Exercise instructions: Put every line of the data below into a numbered list, skipping any blank lines. Leave the pictures out of your answer.

Given records:
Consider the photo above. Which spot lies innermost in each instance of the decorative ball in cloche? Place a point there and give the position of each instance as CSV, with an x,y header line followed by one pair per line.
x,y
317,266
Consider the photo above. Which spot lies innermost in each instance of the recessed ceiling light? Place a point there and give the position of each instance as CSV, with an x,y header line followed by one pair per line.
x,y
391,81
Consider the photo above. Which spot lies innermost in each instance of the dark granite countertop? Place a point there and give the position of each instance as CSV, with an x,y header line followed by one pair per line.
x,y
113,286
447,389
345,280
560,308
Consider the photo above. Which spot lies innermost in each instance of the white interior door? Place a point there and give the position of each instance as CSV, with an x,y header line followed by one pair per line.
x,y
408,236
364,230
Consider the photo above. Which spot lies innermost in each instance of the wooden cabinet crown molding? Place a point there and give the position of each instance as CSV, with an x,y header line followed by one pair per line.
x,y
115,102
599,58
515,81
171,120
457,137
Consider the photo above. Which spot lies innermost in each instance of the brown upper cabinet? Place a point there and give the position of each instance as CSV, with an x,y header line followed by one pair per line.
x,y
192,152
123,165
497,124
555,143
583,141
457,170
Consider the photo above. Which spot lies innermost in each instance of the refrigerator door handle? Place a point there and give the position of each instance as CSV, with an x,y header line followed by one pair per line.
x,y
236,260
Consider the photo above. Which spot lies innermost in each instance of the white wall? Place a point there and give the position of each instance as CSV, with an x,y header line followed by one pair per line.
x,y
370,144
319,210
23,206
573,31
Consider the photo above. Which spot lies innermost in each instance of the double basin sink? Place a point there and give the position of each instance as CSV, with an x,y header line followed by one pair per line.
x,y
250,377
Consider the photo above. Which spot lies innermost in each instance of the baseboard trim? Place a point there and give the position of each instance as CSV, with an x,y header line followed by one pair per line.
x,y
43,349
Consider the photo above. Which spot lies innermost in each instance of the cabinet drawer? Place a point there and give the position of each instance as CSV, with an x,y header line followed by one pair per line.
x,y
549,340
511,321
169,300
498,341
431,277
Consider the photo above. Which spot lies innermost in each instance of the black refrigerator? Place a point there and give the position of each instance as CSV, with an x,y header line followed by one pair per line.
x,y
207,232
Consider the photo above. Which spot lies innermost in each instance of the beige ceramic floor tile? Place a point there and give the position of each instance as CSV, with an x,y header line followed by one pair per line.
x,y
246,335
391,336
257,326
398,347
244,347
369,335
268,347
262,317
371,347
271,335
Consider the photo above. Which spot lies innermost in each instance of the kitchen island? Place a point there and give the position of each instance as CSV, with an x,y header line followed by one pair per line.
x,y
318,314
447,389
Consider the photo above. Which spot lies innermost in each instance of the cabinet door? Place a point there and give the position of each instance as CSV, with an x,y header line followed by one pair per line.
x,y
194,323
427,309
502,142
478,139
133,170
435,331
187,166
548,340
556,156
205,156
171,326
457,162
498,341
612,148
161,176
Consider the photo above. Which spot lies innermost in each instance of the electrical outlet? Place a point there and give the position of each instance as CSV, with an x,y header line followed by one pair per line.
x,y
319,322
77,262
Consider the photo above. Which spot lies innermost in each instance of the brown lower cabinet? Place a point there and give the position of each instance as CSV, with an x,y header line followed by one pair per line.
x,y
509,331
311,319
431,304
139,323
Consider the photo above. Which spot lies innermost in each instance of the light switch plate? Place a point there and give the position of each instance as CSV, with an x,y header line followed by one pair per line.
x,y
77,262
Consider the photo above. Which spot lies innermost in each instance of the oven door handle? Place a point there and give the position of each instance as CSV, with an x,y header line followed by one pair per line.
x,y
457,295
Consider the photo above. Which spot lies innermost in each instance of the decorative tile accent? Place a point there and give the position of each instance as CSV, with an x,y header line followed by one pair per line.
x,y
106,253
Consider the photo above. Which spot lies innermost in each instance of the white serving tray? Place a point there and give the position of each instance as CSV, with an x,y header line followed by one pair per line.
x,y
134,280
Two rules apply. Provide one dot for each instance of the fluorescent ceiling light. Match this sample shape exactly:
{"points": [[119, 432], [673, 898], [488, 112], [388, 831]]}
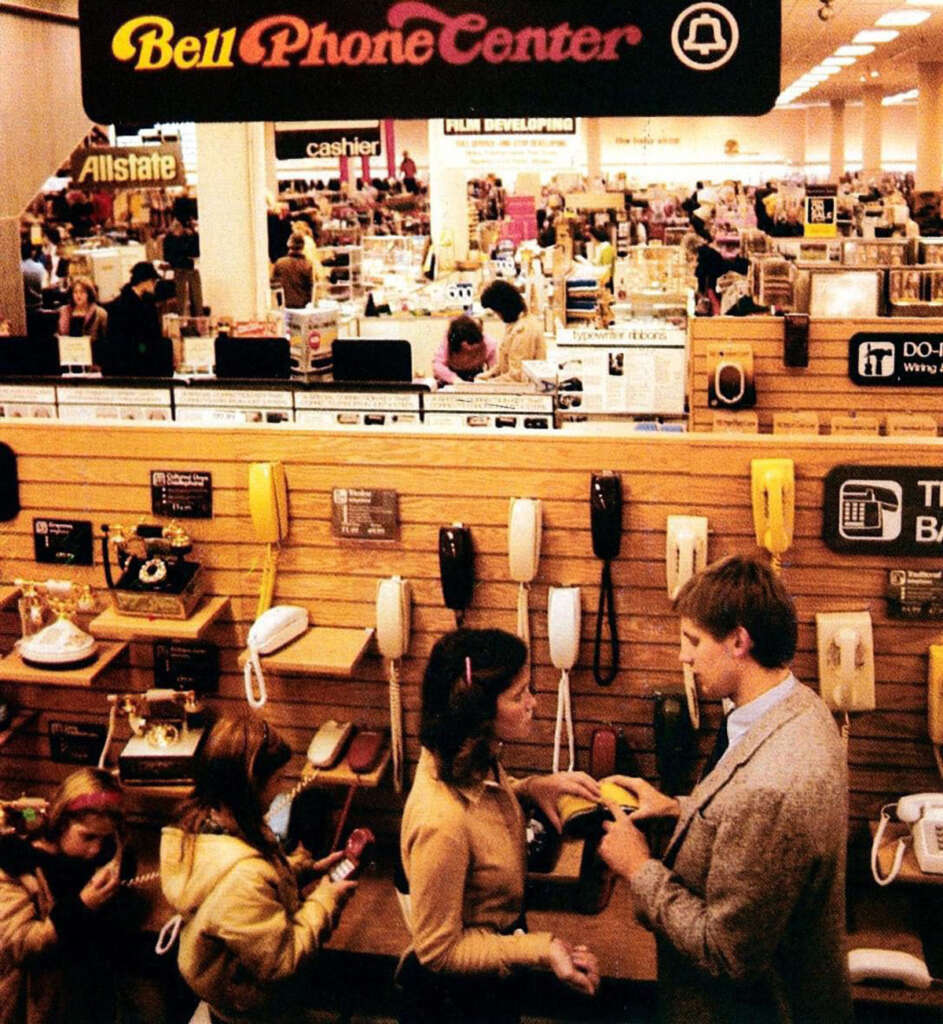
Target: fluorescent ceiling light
{"points": [[902, 17], [875, 36]]}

Response:
1. Consider the photo above. Which spot lies innermost in each instance of the decorative ball in cloche? Place a point there and give the position of each instance as CSV, with an x,y header line followed by one pair per line.
2. x,y
3. 317,266
4. Consider the photo above. Which spot lies innermost in each instance of the recessed ceiling light? Place a point there and give the position of each instance as CSV, with an x,y header line followed by one pair per line.
5. x,y
6. 391,81
7. Consider the photo above. Which spot lies innermost in each instance of the dark granite countertop? Place a point there and give the position of each instance as CSV, with an x,y header line followed by one pair per line.
8. x,y
9. 113,286
10. 447,389
11. 345,280
12. 560,308
13. Consider the photo above. Which spot lies innermost in each instance of the white interior door? Place a point there and give the position of each instance as CSV, with an x,y header line followed by one pair per line.
14. x,y
15. 408,236
16. 364,230
17. Consider the photo above. Which spot lies innermost in each instance of the wooden cabinet crown molding? Place a point there and give the position of each instance as CSV, with an x,y header line followed by one pair per line.
18. x,y
19. 115,102
20. 599,58
21. 515,81
22. 171,120
23. 457,137
24. Consider the photo above. Which spot lies innermost in each instance of the brown upper cabinet? Place a point there and give the position of each instance as CSV, with an x,y header line followed by one pair per line.
25. x,y
26. 192,152
27. 123,165
28. 497,124
29. 555,143
30. 583,141
31. 457,170
32. Consider the photo above. Which spot lies innermost in each instance of the refrigerator door handle? Place a point there and give the position of each instance as CSV, with an x,y header line followed by one pair per line.
33. x,y
34. 236,260
35. Consider the photo above. Which spot lies innermost in each instance of the white wall? Place a point there and give the position of each instance as CSV, with an x,y header line followed by one pair per line.
36. x,y
37. 370,144
38. 319,210
39. 23,206
40. 573,31
41. Consider the photo above. Which spot lies innermost in each instance of the double basin sink? Place a point there and give the position of each instance as CSV, with an x,y header line followed by one pair per line.
42. x,y
43. 250,377
44. Consider the photo above. Which spot lies innermost in each instance of the baseboard trim? Place a point there and give the position of each instance as CSV, with an x,y header line followed by one pair per line.
45. x,y
46. 43,349
47. Consider the photo above. Which spot lies innermost in each instance of the cabinet drawer? Place a point there and give the position of each instance as CSV, with an x,y header line followed by one pair per line.
48. x,y
49. 549,340
50. 511,321
51. 169,300
52. 498,341
53. 431,277
54. Consider the photo above. Which spot lies innermost in each instance of the black refrigerator? Place a point there and give the position of each instance as CSV, with an x,y header line followed by one pair per line.
55. x,y
56. 207,232
57. Consider the photo above. Which spot lies innermost in each instance of the beige ceramic floor tile? Place a point there and give the position of each instance as CSV, with an x,y header line followed by one pair per line.
58. x,y
59. 246,335
60. 391,336
61. 257,326
62. 398,347
63. 244,347
64. 369,335
65. 268,347
66. 262,317
67. 371,347
68. 271,335
69. Consider the photo above. Which spot lies innermost in each instance of the kitchen island? Place a point there and give the position of each instance as CSV, with an x,y header line followed by one pair per line.
70. x,y
71. 318,314
72. 447,389
73. Consider the photo above. Which spot lies innermost in each instance of the cabinet door? Place a point there and give the position of each instance as CSV, with an x,y header line followed by one pair per line.
74. x,y
75. 194,323
76. 427,309
77. 502,142
78. 478,139
79. 133,170
80. 435,331
81. 187,166
82. 548,340
83. 556,156
84. 205,156
85. 171,326
86. 457,162
87. 498,341
88. 612,148
89. 161,176
90. Consider the photo above. Which spot lies innermost in each instance of the electrical outlet? Place a point there and give the position of each instance as CSV, with an x,y header line followed by one pair per line.
91. x,y
92. 319,322
93. 77,262
94. Consider the photo above. Which spot lies innermost in each instance of the brown lower cabinet? Place a point there and give the position of each instance as CSV, with an x,y header line followed by one pair per line.
95. x,y
96. 509,331
97. 311,319
98. 431,304
99. 139,323
100. Consider the photo above. Which spot lies innermost in each instance of the light switch plate? Place a point there and give the position of each instance as CSV, with an x,y header line followed by one pair per line.
101. x,y
102. 77,262
103. Consider the photo above. Which spot lies innermost in each instance of the oven door handle? Place a point there and give the position of each instance as CSV, with an x,y header line followed by one pair per line.
104. x,y
105. 457,295
106. Consider the photo above. Which spot lies innermost in each instance of the decorative tile accent? Place a point there and give the position of each instance as CSV, with an x,y header line followed by one pair per line.
107. x,y
108. 106,253
109. Consider the photo above. Which spot lies innermost in each instance of the white serving tray? Place a point there and give the position of each instance as CSV, with an x,y header line followed by one pair per line.
110. x,y
111. 134,280
112. Two rules apply. Provide one dot for each instance of the fluorescent ceiling light. Match this sample shape exactly:
113. {"points": [[119, 432], [673, 898], [488, 112], [388, 831]]}
114. Target: fluorescent ceiling light
115. {"points": [[902, 17], [875, 36]]}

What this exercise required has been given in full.